-------- SUPPLIED MATERIAL

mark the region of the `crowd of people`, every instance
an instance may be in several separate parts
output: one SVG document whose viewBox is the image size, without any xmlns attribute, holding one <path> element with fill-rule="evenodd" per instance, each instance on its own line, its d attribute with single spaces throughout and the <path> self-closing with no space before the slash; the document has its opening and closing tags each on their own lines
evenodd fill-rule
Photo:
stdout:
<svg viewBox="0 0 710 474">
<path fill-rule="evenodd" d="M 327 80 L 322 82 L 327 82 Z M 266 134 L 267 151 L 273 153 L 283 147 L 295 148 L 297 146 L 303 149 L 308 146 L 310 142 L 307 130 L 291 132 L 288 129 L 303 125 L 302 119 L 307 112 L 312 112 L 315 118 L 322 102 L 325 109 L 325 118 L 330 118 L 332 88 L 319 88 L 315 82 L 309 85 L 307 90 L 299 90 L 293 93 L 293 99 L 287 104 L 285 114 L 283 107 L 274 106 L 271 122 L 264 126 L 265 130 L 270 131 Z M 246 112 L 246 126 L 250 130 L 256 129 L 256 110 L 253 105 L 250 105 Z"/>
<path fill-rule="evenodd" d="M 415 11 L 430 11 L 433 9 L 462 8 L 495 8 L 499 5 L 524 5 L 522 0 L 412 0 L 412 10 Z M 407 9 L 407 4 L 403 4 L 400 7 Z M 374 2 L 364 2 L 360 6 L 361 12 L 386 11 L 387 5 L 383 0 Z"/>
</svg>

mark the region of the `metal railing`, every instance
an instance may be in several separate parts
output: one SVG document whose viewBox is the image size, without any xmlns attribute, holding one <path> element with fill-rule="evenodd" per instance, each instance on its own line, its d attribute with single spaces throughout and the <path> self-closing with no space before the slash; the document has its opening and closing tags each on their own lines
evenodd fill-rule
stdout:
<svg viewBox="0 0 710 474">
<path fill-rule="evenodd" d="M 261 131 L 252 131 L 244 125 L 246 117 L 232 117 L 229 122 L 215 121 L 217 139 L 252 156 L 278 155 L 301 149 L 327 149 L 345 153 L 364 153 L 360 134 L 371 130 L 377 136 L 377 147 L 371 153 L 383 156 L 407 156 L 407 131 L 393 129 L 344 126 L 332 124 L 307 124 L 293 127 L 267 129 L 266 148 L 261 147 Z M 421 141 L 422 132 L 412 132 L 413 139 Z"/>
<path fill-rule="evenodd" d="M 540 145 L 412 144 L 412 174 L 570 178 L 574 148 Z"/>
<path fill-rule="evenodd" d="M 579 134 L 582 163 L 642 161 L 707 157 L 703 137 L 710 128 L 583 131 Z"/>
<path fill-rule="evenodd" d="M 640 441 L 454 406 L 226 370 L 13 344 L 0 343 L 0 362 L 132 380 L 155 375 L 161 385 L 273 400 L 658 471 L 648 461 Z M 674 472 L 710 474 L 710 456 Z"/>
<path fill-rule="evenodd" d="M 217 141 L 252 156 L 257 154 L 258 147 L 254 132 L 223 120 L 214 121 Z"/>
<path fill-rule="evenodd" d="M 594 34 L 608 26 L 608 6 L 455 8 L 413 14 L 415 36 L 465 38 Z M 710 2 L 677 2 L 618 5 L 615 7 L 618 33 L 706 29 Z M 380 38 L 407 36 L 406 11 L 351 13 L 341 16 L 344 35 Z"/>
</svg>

----------------

- [WHAT YOU HAVE TO DO]:
Copy every row above verbatim, character for character, without altering anything.

- [WRITTEN SOLUTION]:
mark the region of the `crowd of people`, every instance
an instance may be in several separate parts
output: one SVG document whose viewBox is the image size, without any xmlns attribute, holding one <path> element with fill-rule="evenodd" per instance, each instance on its own line, its d attribute with single spaces throughout and the <path> self-closing with no space before the slash; the document has its opening and closing tags each on their own lines
evenodd fill-rule
Photo:
stdout:
<svg viewBox="0 0 710 474">
<path fill-rule="evenodd" d="M 327 80 L 322 82 L 327 82 Z M 266 134 L 267 151 L 273 153 L 283 147 L 295 148 L 297 146 L 303 149 L 308 146 L 310 142 L 307 130 L 291 132 L 288 129 L 303 125 L 302 119 L 307 112 L 312 112 L 315 118 L 322 102 L 325 109 L 325 118 L 330 118 L 332 88 L 319 88 L 315 82 L 309 85 L 307 90 L 299 90 L 293 93 L 293 99 L 287 104 L 285 114 L 283 107 L 274 106 L 271 122 L 264 126 L 265 130 L 270 131 Z M 246 112 L 246 126 L 250 130 L 256 129 L 256 110 L 253 105 L 250 105 Z"/>
<path fill-rule="evenodd" d="M 415 11 L 430 11 L 433 9 L 462 8 L 495 8 L 499 5 L 524 5 L 522 0 L 412 0 L 412 10 Z M 407 9 L 407 4 L 403 4 L 400 7 Z M 374 2 L 364 2 L 360 6 L 361 12 L 386 11 L 387 5 L 383 0 Z"/>
</svg>

mark the region of the `metal railing`, every instance
an instance may be in several separate parts
output: one SVG document whose viewBox is the image size, without any xmlns attribute, holding one <path> element with fill-rule="evenodd" per instance, each instance on its own line, its d attribute with single spaces throughout and the <path> self-closing with no space before the slash; the document has its opening and closing tags each on their own lines
evenodd fill-rule
stdout:
<svg viewBox="0 0 710 474">
<path fill-rule="evenodd" d="M 261 131 L 252 131 L 244 125 L 246 117 L 232 117 L 229 122 L 215 121 L 217 139 L 252 156 L 278 155 L 301 149 L 327 149 L 345 153 L 364 153 L 360 134 L 371 130 L 377 136 L 377 147 L 371 153 L 383 156 L 407 156 L 407 131 L 393 129 L 344 126 L 332 124 L 307 124 L 293 127 L 267 129 L 266 148 L 261 147 Z M 421 141 L 422 132 L 412 132 L 413 139 Z"/>
<path fill-rule="evenodd" d="M 540 145 L 412 144 L 412 174 L 570 178 L 574 148 Z"/>
<path fill-rule="evenodd" d="M 579 134 L 582 163 L 642 161 L 707 157 L 703 137 L 710 128 L 583 131 Z"/>
<path fill-rule="evenodd" d="M 640 441 L 454 406 L 226 370 L 13 344 L 0 343 L 0 362 L 132 380 L 155 375 L 161 385 L 273 400 L 658 471 L 648 461 Z M 674 472 L 710 474 L 710 456 Z"/>
<path fill-rule="evenodd" d="M 217 141 L 252 156 L 257 154 L 258 147 L 254 132 L 223 120 L 214 121 Z"/>
<path fill-rule="evenodd" d="M 594 34 L 608 26 L 608 6 L 455 8 L 413 14 L 415 36 L 465 38 Z M 710 2 L 677 2 L 618 5 L 615 7 L 618 33 L 706 29 Z M 380 38 L 407 36 L 406 11 L 351 13 L 341 16 L 344 35 Z"/>
</svg>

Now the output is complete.